Verilen metin:
··········

KİTAP SEVDALISI OLARAK ALİ EMİRÎ EFENDİ
Ali Emirî, son asırda kitapla beraber hatırlanan ilk ve ender isimlerden biridir. Bütün ömrünü kitaba vakfeden bu kara sevdalı insanın alelâde bir kitap meraklısı ve toplayıcısıyla uzak yakın bir alâkası bulunmamaktadır. Her şeyden önce Arapça ve Farsçaya gereği derecede vâkıf olan Emirî Efendi şuurlu ve ısrarlı bir okuyucudur. Her nev’iden kitap toplayan bir kitap mecnunu ve kâğıtsever değildir. Bir ilim ve irfan sahibi kişi olarak kitabistan mülkünde bir ömür boyu seyahat eder. Bu sonsuz ülkeyi en iyi bilen pek az bahtiyardan biridir. Kitap aramak, bulduklarını okumak, satın alamadığı kitapları istinsah yoluyla elde etmek, kısaca kitapla dopdolu bir ömür geçirmek pek az yiğidin harcı olmuştur. 67 senelik hayatı yakın tarihte kitap için söylenen en güzel serenattır.

··········

Veriler:
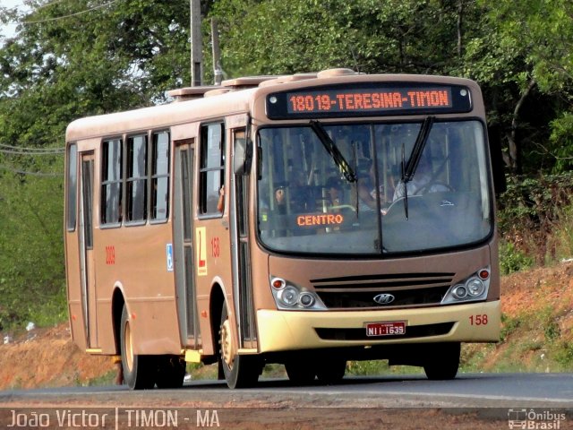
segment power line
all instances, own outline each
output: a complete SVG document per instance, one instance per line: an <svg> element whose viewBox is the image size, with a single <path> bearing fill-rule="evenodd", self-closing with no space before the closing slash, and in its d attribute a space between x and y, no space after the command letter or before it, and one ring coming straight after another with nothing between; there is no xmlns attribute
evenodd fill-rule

··········

Göreviniz: Lütfen Ali Emirî Efendi'nin kitap sevdasını anlatan metni kaldığı yerden sürdürün. Yukarıdaki malzemenin metinle hiçbir ilgisi yoktur.

Alıştırma yanıtı:
Sadece kitap değil, aynı zamanda yaman bir okuma sevdalısıdır. İnsanı ürkütecek derecedeki müthiş hafızasında binlerce şiir ve tercüme-i hâl, ancak bir ömür boyu süren okuma gayreti sayesinde yer edinebilmiştir. Kitabın ismini ve müellifini bilmekte takılıp kalan benzerlerinin aksine onların iç dünyasında da gezen Ali Emirî Efendi emsali az bulunur bir edebiyat ve tercüme-i hâl üstatlığına ancak bu zorlu okuma aşkı sayesinde ulaşmıştır. Bu sayede matbu veya yazma bir kitabın hususiyetini ve kıymetini bir bakışta sezer, bundan sonraki bütün mesaisini onun teminine sarf ederdi.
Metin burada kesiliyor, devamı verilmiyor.